WHAT THE TASK ASKS: Find every line in the material below that contains the string "wing", and copy each of those lines.

Entries from a dataset:
============================================================

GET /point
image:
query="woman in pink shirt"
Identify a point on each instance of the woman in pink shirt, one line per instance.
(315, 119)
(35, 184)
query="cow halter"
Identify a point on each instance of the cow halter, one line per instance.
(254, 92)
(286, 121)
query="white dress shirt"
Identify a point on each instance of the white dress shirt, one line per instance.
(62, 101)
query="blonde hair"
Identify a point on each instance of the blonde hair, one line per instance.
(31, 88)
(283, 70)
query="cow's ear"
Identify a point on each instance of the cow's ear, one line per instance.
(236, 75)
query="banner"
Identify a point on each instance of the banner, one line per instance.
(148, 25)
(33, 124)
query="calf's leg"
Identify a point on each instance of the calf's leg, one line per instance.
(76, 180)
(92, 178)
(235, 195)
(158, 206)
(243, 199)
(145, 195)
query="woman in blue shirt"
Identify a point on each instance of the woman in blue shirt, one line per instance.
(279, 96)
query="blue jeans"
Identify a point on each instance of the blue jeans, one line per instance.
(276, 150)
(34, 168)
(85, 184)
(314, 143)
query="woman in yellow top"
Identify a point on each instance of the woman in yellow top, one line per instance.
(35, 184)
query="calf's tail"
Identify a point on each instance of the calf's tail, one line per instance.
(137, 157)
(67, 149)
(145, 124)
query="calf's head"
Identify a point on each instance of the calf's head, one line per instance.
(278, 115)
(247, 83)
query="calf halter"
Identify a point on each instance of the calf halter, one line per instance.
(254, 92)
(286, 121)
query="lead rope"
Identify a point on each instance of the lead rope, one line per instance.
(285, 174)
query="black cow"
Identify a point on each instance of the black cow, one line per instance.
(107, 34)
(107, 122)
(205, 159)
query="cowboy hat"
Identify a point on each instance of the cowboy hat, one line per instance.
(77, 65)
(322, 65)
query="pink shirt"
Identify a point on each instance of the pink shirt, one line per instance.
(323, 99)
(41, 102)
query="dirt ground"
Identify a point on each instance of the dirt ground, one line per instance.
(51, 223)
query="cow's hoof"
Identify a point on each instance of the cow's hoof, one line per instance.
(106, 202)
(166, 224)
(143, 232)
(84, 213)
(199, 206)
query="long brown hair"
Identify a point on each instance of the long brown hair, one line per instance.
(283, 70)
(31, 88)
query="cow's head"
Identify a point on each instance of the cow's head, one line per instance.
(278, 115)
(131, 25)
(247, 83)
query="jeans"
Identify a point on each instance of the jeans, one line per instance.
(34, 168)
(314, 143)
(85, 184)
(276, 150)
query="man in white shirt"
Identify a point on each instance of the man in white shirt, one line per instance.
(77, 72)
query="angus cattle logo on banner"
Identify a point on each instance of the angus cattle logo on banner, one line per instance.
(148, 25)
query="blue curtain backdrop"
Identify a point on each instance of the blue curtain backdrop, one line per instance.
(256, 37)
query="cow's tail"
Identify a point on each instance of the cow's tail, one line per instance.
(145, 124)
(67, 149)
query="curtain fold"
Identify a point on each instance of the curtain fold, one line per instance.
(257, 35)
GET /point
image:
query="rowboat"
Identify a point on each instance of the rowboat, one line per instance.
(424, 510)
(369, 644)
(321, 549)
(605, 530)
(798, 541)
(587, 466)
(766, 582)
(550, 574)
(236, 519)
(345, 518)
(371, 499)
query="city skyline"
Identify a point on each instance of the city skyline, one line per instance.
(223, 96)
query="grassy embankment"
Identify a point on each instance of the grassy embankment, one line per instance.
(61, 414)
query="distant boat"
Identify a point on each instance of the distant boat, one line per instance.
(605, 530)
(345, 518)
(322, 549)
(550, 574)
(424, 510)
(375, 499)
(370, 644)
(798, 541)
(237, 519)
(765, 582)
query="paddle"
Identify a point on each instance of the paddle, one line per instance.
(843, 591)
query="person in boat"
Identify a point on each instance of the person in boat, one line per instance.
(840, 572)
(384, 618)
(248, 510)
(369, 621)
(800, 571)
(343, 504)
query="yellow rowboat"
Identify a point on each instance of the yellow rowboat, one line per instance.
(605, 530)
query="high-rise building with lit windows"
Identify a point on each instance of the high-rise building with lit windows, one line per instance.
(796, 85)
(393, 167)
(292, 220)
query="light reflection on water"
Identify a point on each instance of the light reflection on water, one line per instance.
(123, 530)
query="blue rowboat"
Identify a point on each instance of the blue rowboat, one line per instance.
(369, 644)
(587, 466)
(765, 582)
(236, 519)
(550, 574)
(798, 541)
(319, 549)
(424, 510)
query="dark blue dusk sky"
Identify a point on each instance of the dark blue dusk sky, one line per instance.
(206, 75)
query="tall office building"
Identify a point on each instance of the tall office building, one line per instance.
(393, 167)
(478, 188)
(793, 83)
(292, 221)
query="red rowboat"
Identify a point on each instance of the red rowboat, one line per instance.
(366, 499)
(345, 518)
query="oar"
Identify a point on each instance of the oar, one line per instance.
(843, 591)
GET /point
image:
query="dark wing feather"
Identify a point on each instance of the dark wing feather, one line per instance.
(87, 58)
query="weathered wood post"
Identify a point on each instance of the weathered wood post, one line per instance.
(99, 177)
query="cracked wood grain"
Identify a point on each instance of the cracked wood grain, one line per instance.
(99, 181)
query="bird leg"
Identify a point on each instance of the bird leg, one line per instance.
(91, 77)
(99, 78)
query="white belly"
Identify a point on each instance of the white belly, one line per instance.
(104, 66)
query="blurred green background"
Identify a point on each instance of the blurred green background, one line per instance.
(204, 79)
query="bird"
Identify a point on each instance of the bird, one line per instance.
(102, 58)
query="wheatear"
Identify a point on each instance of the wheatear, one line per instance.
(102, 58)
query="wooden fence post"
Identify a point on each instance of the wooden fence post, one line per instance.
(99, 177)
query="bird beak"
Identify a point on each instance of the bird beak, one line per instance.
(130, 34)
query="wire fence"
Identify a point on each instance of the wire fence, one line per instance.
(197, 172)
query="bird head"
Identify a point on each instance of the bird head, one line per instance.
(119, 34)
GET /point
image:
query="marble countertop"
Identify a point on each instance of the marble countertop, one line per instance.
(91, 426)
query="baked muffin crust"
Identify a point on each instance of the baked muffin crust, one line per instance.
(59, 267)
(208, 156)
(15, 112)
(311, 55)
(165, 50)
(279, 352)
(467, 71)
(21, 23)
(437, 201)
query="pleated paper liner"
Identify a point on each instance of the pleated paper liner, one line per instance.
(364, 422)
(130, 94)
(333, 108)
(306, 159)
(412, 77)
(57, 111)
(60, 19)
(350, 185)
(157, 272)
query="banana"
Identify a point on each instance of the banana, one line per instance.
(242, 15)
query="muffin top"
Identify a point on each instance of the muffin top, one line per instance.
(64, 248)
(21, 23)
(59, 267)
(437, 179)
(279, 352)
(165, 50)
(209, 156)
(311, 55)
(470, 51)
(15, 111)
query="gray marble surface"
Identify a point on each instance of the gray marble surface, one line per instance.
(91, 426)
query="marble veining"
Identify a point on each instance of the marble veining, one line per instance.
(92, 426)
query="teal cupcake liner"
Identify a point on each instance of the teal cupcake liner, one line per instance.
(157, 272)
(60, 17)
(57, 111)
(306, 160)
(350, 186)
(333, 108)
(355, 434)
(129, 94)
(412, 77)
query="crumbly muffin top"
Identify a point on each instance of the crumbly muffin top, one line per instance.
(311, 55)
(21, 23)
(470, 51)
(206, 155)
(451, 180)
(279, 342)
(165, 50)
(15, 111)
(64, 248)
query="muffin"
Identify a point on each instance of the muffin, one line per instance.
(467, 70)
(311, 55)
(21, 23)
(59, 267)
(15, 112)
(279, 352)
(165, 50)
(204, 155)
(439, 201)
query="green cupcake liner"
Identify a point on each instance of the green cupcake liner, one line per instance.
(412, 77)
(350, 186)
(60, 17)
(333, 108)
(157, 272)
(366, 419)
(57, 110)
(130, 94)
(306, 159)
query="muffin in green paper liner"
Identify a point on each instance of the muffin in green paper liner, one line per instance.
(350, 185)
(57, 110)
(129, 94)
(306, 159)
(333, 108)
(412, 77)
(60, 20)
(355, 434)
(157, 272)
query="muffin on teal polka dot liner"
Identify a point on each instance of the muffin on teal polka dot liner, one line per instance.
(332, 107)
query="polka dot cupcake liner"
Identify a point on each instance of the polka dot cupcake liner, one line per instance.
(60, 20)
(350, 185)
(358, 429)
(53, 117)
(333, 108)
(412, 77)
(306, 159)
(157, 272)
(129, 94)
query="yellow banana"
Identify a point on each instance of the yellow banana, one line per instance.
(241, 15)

============================================================

SOLUTION FOR THIS TASK:
query="dark wing feather"
Identify a point on each instance of the dark wing feather, one line per instance.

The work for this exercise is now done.